◆ **AIM 1**
List the usernames of everyone who posted in the forum thread on Windows 8 internet connection issues.

◆ **TEXT PROVIDED**
▽
# Windows 8 internet connection issues



## jormonau (Jan 26, 2013)

Hi, I have a HP Envy m6 and the wifi connection was working fine and then disappeared. At one stage the connection seemed to come back, said i was connected and 5 bars, but couldn't get on to even google. Had some microsoft updates this morning, so tried to restore back to prior to the updates with no luck. Tried the TCP/IP stack repair option also with no luck. Do i need to install the latest driver from the HP website? Any help greatly appreciated. Michelle


----------



## TerryNet (Mar 23, 2005)

You certainly should install the latest drivers--especially networking--from HP's web site.

Does ethernet work OK?

Do you have another wireless device that can maintain internet access through the same router?


----------



## Macboatmaster (Jan 15, 2010)
△
◆ **RECORDS FOR THIS TASK**
▽
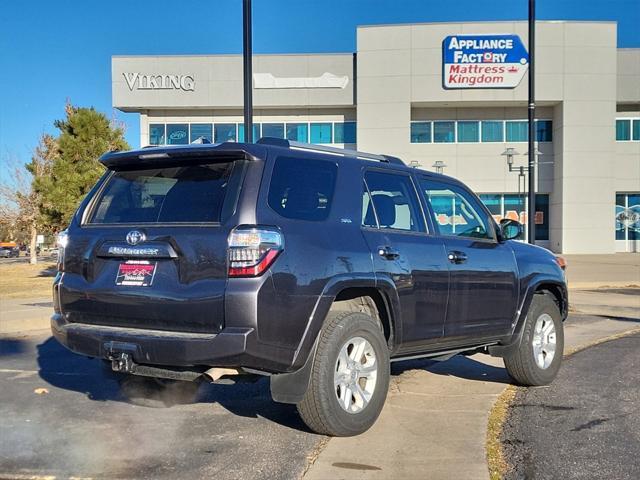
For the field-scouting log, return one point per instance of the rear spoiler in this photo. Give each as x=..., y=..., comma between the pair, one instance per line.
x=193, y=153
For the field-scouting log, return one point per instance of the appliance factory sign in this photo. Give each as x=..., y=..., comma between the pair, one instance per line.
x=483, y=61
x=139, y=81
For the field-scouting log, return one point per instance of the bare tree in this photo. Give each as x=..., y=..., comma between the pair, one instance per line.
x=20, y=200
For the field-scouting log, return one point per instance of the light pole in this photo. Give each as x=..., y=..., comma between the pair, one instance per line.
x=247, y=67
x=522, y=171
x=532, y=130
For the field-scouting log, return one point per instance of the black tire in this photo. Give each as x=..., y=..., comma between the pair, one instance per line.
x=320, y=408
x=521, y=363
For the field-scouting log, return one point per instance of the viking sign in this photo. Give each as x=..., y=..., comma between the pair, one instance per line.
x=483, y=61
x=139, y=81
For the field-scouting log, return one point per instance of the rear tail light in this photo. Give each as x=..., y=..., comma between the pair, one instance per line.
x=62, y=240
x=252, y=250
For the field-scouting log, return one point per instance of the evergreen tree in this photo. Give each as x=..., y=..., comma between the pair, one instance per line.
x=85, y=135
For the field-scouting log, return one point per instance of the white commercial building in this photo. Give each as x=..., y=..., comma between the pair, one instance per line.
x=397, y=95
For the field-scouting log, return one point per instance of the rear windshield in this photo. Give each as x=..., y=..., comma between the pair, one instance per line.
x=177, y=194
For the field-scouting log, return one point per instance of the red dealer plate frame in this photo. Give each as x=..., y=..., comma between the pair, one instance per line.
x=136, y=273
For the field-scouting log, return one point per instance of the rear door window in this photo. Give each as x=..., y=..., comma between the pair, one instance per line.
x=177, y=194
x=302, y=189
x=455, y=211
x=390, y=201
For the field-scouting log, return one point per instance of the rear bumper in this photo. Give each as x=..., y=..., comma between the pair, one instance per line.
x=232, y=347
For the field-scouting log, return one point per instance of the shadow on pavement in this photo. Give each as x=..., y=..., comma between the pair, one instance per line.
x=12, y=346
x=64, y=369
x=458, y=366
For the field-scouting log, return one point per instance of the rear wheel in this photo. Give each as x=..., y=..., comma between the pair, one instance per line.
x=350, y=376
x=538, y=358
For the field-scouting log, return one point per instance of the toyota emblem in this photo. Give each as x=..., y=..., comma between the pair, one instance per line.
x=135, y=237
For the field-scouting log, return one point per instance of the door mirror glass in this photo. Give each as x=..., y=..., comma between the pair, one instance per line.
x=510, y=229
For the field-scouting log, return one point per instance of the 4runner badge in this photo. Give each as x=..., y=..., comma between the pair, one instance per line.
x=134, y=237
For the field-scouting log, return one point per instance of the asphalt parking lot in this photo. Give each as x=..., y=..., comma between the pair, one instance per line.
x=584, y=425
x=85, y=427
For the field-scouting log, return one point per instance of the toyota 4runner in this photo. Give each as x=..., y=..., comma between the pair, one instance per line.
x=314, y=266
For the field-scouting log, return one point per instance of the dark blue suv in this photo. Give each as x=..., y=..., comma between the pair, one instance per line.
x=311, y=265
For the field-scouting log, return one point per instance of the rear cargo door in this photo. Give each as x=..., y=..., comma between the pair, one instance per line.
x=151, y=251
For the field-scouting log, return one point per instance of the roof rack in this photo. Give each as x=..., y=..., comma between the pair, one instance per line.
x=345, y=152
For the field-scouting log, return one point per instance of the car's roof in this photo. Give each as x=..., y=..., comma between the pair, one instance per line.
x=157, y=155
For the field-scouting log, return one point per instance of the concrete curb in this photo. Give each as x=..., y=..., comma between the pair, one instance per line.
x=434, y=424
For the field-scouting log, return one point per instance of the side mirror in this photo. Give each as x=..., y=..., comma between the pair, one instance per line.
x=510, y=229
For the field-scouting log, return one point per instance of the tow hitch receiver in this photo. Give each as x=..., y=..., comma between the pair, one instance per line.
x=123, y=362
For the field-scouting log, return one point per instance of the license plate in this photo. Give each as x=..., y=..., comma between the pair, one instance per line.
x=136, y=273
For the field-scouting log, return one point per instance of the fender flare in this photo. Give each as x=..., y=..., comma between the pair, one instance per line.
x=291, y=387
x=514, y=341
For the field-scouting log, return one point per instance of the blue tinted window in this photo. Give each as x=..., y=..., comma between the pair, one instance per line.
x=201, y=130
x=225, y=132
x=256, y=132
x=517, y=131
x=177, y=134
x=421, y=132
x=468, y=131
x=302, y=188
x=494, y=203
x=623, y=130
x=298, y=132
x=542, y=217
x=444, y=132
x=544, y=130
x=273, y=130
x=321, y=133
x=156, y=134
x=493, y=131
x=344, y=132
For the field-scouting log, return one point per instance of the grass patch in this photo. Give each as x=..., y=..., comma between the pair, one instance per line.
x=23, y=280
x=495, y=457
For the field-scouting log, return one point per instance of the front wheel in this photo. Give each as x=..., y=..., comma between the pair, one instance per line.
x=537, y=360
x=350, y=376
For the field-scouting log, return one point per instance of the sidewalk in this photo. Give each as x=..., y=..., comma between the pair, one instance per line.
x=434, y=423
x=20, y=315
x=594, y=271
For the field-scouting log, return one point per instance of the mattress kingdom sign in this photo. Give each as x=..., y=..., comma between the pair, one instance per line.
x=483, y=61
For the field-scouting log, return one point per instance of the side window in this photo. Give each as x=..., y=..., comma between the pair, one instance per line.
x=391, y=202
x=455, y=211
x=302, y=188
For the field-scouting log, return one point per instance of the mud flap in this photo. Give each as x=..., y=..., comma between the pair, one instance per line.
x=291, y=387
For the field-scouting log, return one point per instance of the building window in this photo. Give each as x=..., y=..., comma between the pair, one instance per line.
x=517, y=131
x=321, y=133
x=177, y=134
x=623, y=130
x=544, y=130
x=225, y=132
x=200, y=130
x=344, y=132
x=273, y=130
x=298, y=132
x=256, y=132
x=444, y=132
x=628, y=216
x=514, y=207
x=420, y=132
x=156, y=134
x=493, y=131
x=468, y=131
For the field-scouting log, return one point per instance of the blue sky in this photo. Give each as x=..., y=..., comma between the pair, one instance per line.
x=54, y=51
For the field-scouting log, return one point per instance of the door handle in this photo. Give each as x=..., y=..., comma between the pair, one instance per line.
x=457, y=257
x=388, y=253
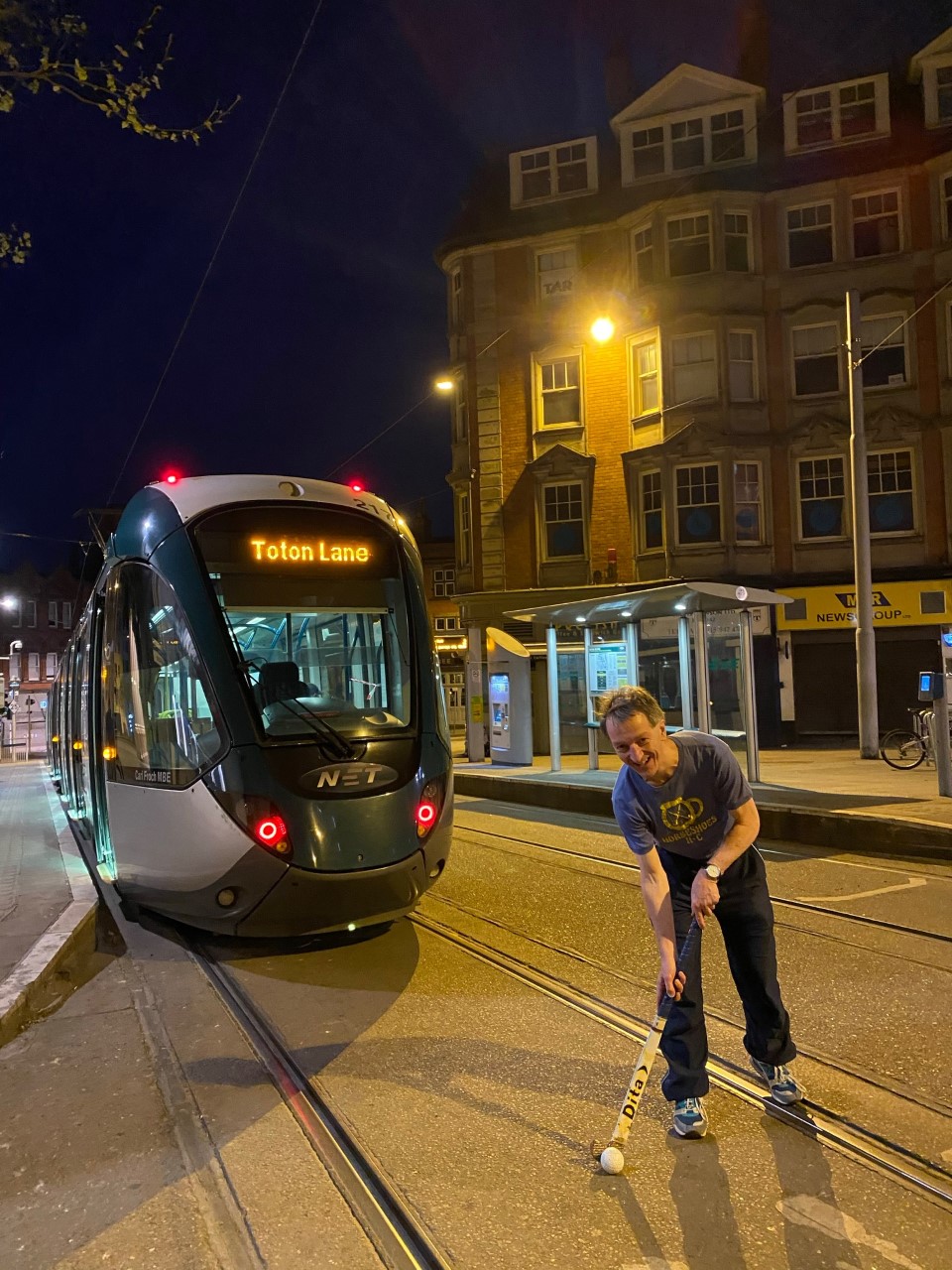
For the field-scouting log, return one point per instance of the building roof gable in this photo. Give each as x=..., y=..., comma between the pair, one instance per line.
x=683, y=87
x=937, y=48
△
◆ **AIM 2**
Rescale the entries from the line containing "of the light" down through the line containing "x=85, y=135", both included, and give every line again with the requests left unchanged. Multiply each x and y coordinate in the answers by 0.4 and round to whole numbers, with halves rounded up.

◆ **EXERCISE RESULT 1**
jormonau
TerryNet
Macboatmaster

◆ **EXERCISE RESULT 2**
For the field-scouting log, return one point per instance of the light pole in this photo. Give each as x=..., y=..., comma between the pair, one instance per line.
x=99, y=27
x=209, y=68
x=213, y=52
For the field-scouting log, return one point per instance of the black tire in this photo. Give each as x=..., y=..., comma between the pair, one instance per line.
x=128, y=163
x=208, y=145
For the field-scouting log, return one point per instance of the viking sign in this photo. Give each as x=..., y=..., comma between the pair, one instance per line.
x=193, y=24
x=56, y=32
For the field-scouting log, return one point per instance of the rear tail light in this photo. Give each as x=..., y=..., comma between the pair, one instance per line.
x=25, y=96
x=101, y=100
For the field-scouting log, return one point per instance of the evergreen tree in this photo. Give each as x=..., y=..., comma between the pair, one instance per line.
x=34, y=54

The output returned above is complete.